# Start of SUPPLIED PASSAGE
Simulating a large number of persistent NPCs in UE4 [Part 1]

This is the post I have written on our studio’s webpage. It is reproduced in full below.

The Article on our webpage.

Youtube account where I will be adding videos about the technical process.

The log messages, spawning of the NPCs and the static meshes are done through commands from the Simulation Thread. It also decides which NPCs to show.

List of features:

  • Separate simulation thread.
  • Thread communication.
  • Variable Simulation frequency.
  • Simulation Load Balancing based on CPU power.
  • Handling player interaction
  • Handling features that can only be safely accessed by the main game thread.
  • Simulation Level of Detail

In our game, the Absence, you play as the leader of a clan of Swedish Vikings. To properly convey how well you are doing as a leader, your home town changes as the game progresses. This allows us to show you how you are doing, instead of simply displaying a text bubble. For this, we need to simulate Birka circa 815AD. The population at that time was estimated to be around eight hundred.

Our plan is to simulate all eight hundred as the player tries and makes his mark on history. This includes their likes, dislikes, interests, skills, abilities, wealth, friendships, rivalries, history and so on. As you can imagine, updating each of the eight hundred NPCs per frame would be incredibly and unnecessarily taxing on the CPU.

So, to achieve our goal, we use a multitude of methods. Our most prominent method is the use of another thread to do the simulation of the NPCs. In Unreal, it is trivial to create a new thread. However, simply making a new thread and pushing all your NPCs there would be naive. For one, Unreal does not like its objects being accessed randomly, or from other threads. It uses Garbage Collection so it needs to know if the object is being accessed or not which is difficult to communicate between threads. But more importantly, simply sharing data without forethought will cause all sorts of issues. There has to be a structure and a fixed time to access any data so it can be effectively monitored for race conditions.
# End of SUPPLIED PASSAGE
# Start of RECORD EXCERPTS
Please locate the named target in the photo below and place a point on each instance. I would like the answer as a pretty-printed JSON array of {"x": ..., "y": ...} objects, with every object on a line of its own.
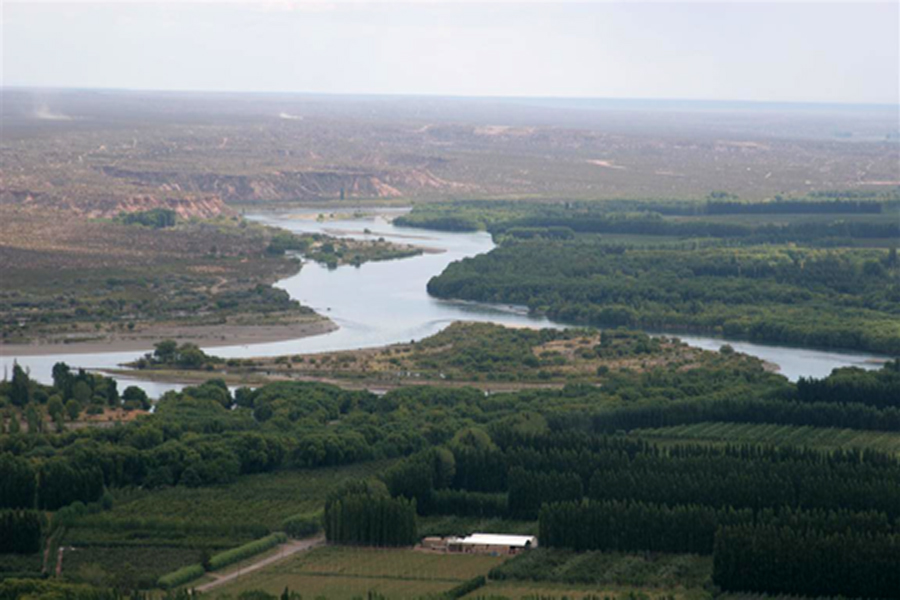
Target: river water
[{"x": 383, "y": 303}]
# End of RECORD EXCERPTS
# Start of RECORD EXCERPTS
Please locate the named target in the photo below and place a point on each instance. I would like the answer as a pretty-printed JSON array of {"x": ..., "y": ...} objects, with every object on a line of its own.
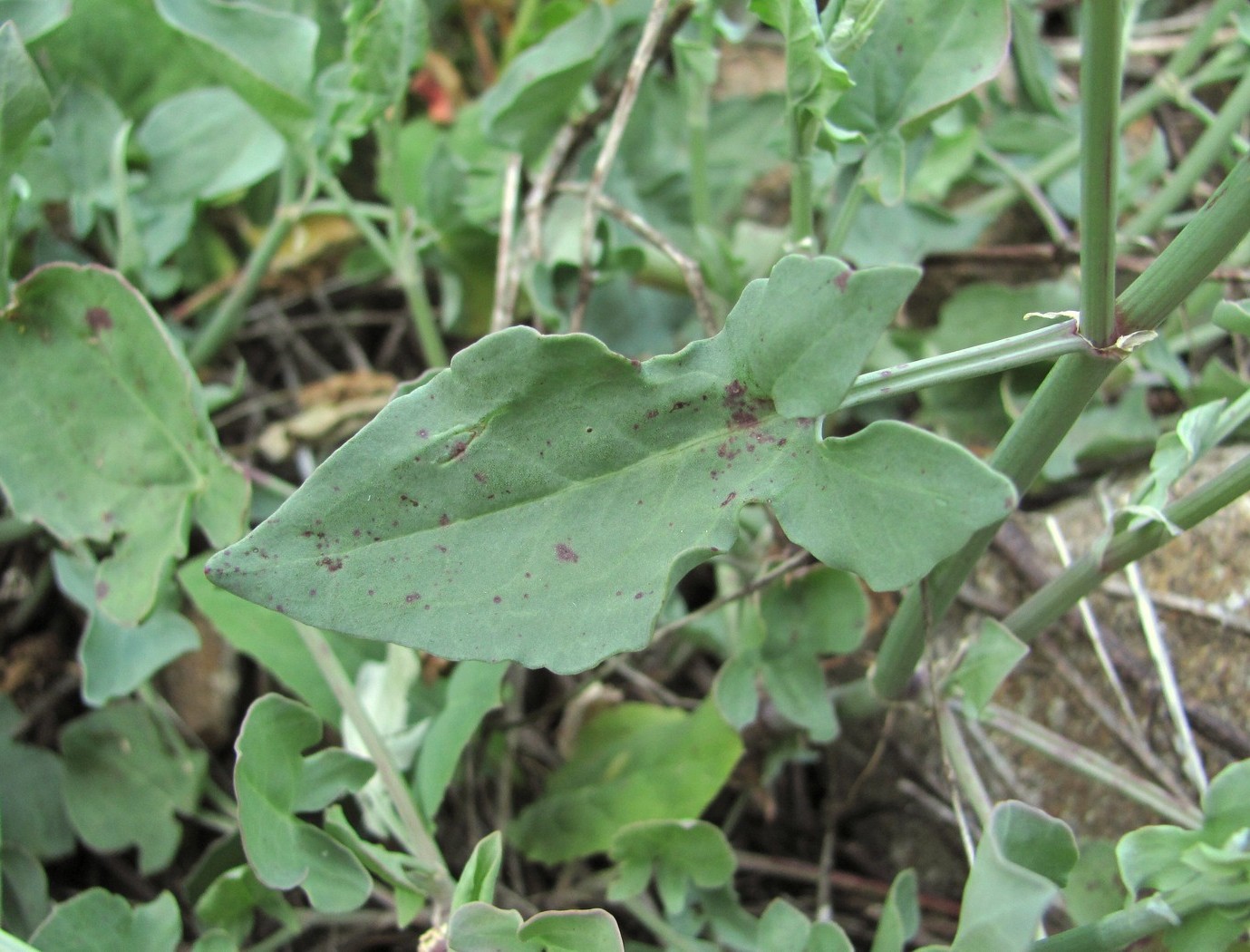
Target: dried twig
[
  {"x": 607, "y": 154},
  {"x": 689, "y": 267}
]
# End of RECORD EXCERPTS
# Start of RECORD EXCERPTS
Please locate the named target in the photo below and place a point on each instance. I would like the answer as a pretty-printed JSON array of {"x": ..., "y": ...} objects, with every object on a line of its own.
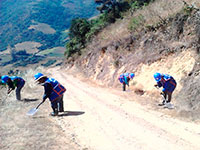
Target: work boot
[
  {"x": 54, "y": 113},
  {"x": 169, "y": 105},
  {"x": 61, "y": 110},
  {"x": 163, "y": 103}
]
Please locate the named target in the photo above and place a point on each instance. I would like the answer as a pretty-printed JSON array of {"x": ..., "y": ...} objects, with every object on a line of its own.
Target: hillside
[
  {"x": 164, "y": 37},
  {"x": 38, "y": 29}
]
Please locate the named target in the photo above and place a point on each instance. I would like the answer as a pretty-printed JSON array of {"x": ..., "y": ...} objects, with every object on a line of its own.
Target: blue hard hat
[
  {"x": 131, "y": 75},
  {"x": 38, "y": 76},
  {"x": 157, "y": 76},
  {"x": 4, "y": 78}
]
# End of RECORD EXCERPTS
--- GOAL ---
Continue the post about simulating many persistent NPCs in UE4 from the point where it ends. The entries have nothing to do with the post on simulating NPCs in UE4.

--- RESPONSE TO THE EXERCISE ---
Since Unreal expects per frame updating of its Actors to be done during its Tick Events, we should follow that as a rule and only have the Simulation Thread affect the Actors when the Tick Events are occurring. But even then, how do we know which Actor’s Tick Event is occurring and when these events are completed from the Simulation Thread. Also, how do we time the writes so that they don’t occur when the Main Game Thread is itself writing data?

The easiest way to solve this is to let the Main Game Thread do the actions on Actors itself. That means it handles all data changes, function calls etc, on the Actors on its own. How does the Simulation Thread inform the Main Game Thread what to do? Commands.

A command is any action that one of the threads needs the other thread to do. It could be to start or stop rendering an Actor, log a message, update the known location of the player etc. An example Command:

 struct SCTW_LogMessage
    	int32 MessageSlotID = -1;
    	float Time = 4.0f;
    	FColor Color = FColor::White;
    	FString Message;

Which allows us to call the following functions in the Main Game Thread:

  GEngine->AddOnScreenDebugMessage(Log.MessageSlotID, Log.Time, (Log.Color), (Log.Message));
    GLog->Log(TEXT("SimulThreadLog"), ELogVerbosity::Warning, Log.Message);

(The first one displays the message on the screen. The second one saves it in the output logs.)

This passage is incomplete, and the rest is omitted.